**EXERCISE INSTRUCTIONS**. Return every one of the rows below verbatim, with no changes.

**RECORDS FOR THIS EXERCISE**.
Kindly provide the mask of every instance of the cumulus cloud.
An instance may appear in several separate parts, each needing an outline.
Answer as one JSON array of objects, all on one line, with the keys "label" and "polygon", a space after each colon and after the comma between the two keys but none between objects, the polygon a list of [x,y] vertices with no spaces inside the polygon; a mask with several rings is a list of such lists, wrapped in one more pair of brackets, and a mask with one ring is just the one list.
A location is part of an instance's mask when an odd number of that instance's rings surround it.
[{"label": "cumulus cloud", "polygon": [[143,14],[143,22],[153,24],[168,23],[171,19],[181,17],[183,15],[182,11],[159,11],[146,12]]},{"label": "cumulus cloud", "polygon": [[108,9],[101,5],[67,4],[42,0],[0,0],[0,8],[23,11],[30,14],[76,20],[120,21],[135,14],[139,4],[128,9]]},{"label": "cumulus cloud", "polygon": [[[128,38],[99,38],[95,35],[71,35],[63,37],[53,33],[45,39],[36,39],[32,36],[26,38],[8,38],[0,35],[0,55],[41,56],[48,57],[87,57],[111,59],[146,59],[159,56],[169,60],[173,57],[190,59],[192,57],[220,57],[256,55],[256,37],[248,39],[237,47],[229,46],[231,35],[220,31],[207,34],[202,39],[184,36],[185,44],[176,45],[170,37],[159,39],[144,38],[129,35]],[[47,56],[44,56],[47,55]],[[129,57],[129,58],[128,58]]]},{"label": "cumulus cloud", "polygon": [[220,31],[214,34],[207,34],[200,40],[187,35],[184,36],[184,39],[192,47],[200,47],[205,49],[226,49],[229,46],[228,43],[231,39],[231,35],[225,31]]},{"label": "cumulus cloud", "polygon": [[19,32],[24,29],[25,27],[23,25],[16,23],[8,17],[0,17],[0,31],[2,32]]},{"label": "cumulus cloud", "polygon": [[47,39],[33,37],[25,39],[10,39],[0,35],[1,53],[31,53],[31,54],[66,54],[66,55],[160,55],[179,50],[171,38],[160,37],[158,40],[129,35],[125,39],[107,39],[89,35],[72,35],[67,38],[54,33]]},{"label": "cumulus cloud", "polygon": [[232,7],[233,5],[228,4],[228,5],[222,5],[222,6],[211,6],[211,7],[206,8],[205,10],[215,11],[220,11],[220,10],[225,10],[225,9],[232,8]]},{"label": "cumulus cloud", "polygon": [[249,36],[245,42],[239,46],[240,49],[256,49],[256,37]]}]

**EXERCISE RESPONSE**.
Kindly provide the mask of every instance of the cumulus cloud.
An instance may appear in several separate parts, each needing an outline.
Answer as one JSON array of objects, all on one line, with the keys "label" and "polygon", a space after each colon and after the comma between the two keys but none between objects, the polygon a list of [x,y] vertices with no spaces inside the polygon; a mask with several rings is a list of such lists, wrapped in one more pair of brackets, and a mask with one ring is just the one list.
A location is part of an instance's mask when an odd number of that instance's rings surround it.
[{"label": "cumulus cloud", "polygon": [[143,14],[143,22],[153,24],[168,23],[171,19],[181,17],[183,15],[182,11],[159,11],[146,12]]},{"label": "cumulus cloud", "polygon": [[108,9],[101,5],[67,4],[42,0],[0,0],[0,8],[23,11],[30,14],[76,20],[120,21],[135,14],[139,4],[128,9]]},{"label": "cumulus cloud", "polygon": [[[128,38],[99,38],[95,35],[71,35],[63,37],[53,33],[45,39],[36,39],[32,36],[26,38],[8,38],[0,35],[0,55],[41,56],[48,57],[87,57],[111,59],[146,59],[159,56],[169,60],[173,57],[190,59],[192,57],[220,57],[256,55],[256,37],[248,39],[237,47],[229,46],[231,35],[220,31],[207,34],[202,39],[184,36],[185,44],[176,45],[170,37],[159,39],[144,38],[129,35]],[[47,56],[44,56],[47,55]],[[129,57],[129,58],[128,58]]]},{"label": "cumulus cloud", "polygon": [[220,31],[214,34],[207,34],[200,40],[187,35],[184,36],[184,39],[192,47],[200,47],[205,49],[226,49],[229,46],[228,43],[231,39],[231,35],[225,31]]},{"label": "cumulus cloud", "polygon": [[19,32],[24,29],[25,27],[23,25],[16,23],[8,17],[0,17],[0,31],[2,32]]},{"label": "cumulus cloud", "polygon": [[47,39],[33,37],[25,39],[10,39],[0,35],[1,53],[31,53],[31,54],[66,54],[66,55],[160,55],[179,50],[171,38],[160,37],[158,40],[129,35],[125,39],[107,39],[89,35],[72,35],[67,38],[54,33]]},{"label": "cumulus cloud", "polygon": [[232,7],[233,5],[228,4],[228,5],[222,5],[222,6],[211,6],[211,7],[206,8],[205,10],[215,11],[220,11],[220,10],[225,10],[225,9],[232,8]]},{"label": "cumulus cloud", "polygon": [[249,36],[245,42],[239,46],[240,49],[256,49],[256,37]]}]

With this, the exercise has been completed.